--- Data for review Enclosed Below ---

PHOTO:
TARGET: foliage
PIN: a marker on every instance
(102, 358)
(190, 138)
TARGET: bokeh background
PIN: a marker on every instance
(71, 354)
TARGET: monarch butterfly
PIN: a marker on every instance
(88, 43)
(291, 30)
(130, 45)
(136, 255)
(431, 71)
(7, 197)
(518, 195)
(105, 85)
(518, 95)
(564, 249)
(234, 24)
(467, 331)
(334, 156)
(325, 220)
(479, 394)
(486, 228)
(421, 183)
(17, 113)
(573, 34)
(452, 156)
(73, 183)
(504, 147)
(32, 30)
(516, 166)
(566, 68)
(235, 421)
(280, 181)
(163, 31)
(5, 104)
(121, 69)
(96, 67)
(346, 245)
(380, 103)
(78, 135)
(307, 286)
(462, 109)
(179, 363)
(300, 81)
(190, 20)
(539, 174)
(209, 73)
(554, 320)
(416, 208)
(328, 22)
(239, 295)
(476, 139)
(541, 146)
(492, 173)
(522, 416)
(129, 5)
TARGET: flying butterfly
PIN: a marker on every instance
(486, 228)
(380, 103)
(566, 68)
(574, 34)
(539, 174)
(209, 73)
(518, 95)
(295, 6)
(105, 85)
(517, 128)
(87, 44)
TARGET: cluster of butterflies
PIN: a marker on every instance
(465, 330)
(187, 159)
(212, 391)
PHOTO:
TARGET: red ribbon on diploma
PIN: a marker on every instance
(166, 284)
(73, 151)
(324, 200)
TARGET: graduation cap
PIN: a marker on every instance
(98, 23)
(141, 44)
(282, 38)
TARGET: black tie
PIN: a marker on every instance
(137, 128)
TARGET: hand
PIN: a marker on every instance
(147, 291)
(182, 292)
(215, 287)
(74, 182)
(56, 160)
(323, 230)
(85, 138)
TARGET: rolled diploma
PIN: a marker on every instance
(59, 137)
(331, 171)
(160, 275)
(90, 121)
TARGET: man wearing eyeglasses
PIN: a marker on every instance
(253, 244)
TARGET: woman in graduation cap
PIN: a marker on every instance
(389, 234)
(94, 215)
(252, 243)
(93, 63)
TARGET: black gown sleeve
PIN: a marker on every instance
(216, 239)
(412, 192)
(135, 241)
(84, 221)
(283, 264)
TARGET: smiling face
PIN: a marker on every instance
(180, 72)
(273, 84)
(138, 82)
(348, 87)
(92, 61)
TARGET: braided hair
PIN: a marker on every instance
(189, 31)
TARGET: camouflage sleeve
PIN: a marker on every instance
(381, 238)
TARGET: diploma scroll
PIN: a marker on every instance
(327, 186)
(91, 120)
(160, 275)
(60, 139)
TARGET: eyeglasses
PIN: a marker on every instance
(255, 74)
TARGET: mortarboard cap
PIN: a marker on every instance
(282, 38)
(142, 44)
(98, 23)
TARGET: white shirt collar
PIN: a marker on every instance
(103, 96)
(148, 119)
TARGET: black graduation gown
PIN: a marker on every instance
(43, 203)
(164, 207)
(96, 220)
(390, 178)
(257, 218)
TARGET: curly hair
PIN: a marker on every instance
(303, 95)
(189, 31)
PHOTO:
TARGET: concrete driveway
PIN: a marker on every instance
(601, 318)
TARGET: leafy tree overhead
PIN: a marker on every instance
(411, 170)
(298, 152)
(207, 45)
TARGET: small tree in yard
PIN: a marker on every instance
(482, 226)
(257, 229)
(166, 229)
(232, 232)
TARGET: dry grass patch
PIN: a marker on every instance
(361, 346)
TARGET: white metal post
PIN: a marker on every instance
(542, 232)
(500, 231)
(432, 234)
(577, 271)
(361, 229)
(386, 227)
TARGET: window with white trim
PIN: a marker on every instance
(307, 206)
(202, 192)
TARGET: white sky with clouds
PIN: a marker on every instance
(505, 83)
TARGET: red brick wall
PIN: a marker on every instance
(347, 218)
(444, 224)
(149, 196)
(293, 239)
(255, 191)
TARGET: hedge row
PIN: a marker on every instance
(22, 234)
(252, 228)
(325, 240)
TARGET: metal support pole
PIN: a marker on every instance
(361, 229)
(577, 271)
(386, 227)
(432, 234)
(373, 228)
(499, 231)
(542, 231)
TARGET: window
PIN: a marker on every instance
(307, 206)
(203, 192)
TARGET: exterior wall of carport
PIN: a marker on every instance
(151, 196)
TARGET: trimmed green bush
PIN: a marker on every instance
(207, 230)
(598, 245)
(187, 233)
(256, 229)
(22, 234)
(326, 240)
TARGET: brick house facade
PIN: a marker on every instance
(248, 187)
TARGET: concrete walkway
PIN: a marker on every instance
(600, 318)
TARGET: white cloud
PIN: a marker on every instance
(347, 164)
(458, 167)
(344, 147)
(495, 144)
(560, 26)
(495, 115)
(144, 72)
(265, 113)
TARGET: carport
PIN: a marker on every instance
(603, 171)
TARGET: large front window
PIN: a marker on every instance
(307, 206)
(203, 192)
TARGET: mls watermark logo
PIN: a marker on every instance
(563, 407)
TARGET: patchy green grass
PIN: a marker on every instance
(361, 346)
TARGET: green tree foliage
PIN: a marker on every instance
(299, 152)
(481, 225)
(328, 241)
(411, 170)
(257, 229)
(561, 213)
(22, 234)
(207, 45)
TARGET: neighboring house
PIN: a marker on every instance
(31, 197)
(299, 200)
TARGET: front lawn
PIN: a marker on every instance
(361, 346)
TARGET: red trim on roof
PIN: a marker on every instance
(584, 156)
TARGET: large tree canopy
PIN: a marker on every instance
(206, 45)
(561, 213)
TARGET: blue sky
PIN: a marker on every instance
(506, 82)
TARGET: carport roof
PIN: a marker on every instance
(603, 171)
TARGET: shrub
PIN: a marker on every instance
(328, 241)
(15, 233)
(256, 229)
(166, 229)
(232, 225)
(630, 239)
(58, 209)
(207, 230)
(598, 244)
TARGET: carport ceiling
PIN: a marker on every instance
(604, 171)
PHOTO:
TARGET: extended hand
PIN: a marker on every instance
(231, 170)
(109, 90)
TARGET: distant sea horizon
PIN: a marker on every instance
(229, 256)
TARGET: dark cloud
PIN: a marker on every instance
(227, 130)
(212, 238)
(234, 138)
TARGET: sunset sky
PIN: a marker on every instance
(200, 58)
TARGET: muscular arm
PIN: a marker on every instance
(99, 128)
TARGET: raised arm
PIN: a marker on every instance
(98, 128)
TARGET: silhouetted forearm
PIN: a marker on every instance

--- End of Enclosed Data for review ---

Reproduce word for word only the first line of the listing above and each line after it through the line with "TARGET: graduation cap".

Answer section
PHOTO:
TARGET: foliage
PIN: a marker on every instance
(102, 358)
(190, 138)
TARGET: bokeh background
PIN: a marker on every instance
(71, 354)
TARGET: monarch butterfly
PIN: a marker on every instance
(88, 43)
(291, 30)
(130, 45)
(136, 255)
(431, 71)
(7, 197)
(518, 195)
(105, 85)
(518, 95)
(564, 249)
(234, 24)
(467, 331)
(334, 156)
(325, 220)
(479, 394)
(486, 228)
(421, 183)
(17, 113)
(573, 34)
(452, 156)
(73, 183)
(504, 147)
(32, 30)
(516, 166)
(566, 68)
(235, 421)
(280, 181)
(163, 31)
(5, 104)
(121, 69)
(96, 67)
(346, 245)
(380, 103)
(78, 135)
(307, 286)
(462, 109)
(179, 363)
(300, 81)
(190, 20)
(539, 174)
(209, 73)
(554, 320)
(416, 208)
(328, 22)
(239, 295)
(476, 139)
(541, 146)
(492, 173)
(522, 416)
(129, 5)
TARGET: flying butterfly
PIN: a marker on every instance
(486, 228)
(380, 103)
(566, 68)
(574, 34)
(539, 174)
(209, 73)
(518, 95)
(295, 6)
(105, 85)
(517, 128)
(87, 44)
TARGET: cluster of butterflies
PIN: a marker on every instance
(465, 330)
(187, 159)
(212, 391)
PHOTO:
TARGET: red ribbon on diploma
PIN: a marker on every instance
(166, 284)
(73, 151)
(324, 200)
TARGET: graduation cap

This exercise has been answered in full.